=== Begin Enclosure ===
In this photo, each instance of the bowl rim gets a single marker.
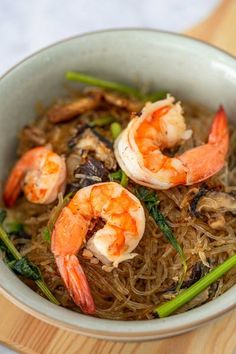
(120, 330)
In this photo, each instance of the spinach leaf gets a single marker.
(3, 215)
(151, 201)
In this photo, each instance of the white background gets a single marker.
(28, 25)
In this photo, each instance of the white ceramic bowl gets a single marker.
(187, 68)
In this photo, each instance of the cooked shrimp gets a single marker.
(161, 125)
(40, 173)
(124, 220)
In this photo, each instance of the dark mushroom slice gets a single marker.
(89, 142)
(214, 201)
(62, 112)
(122, 102)
(91, 172)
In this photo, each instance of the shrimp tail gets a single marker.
(13, 186)
(76, 282)
(204, 161)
=== End Enclosure ===
▸ **Task**
Return the line that contains "In this photo, each instance of the spinach" along with every line after it through the end of the entries, exactly, adding nothing.

▸ **Response**
In this photo, each instance of the spinach leaf gets a single marker.
(3, 215)
(151, 201)
In this photo, each instance of the white background gets a single marker.
(28, 25)
In this photo, each instance of the white ceramic bowl gets a single marker.
(187, 68)
In this photo, each instance of the cooked shrimp gets a single marker.
(161, 125)
(40, 173)
(124, 220)
In this photo, each instance of the dark mushroom slice gets a single marker.
(89, 142)
(214, 201)
(62, 112)
(122, 102)
(91, 172)
In this photo, each instance of the shrimp tail gets a single marker.
(13, 186)
(76, 282)
(204, 161)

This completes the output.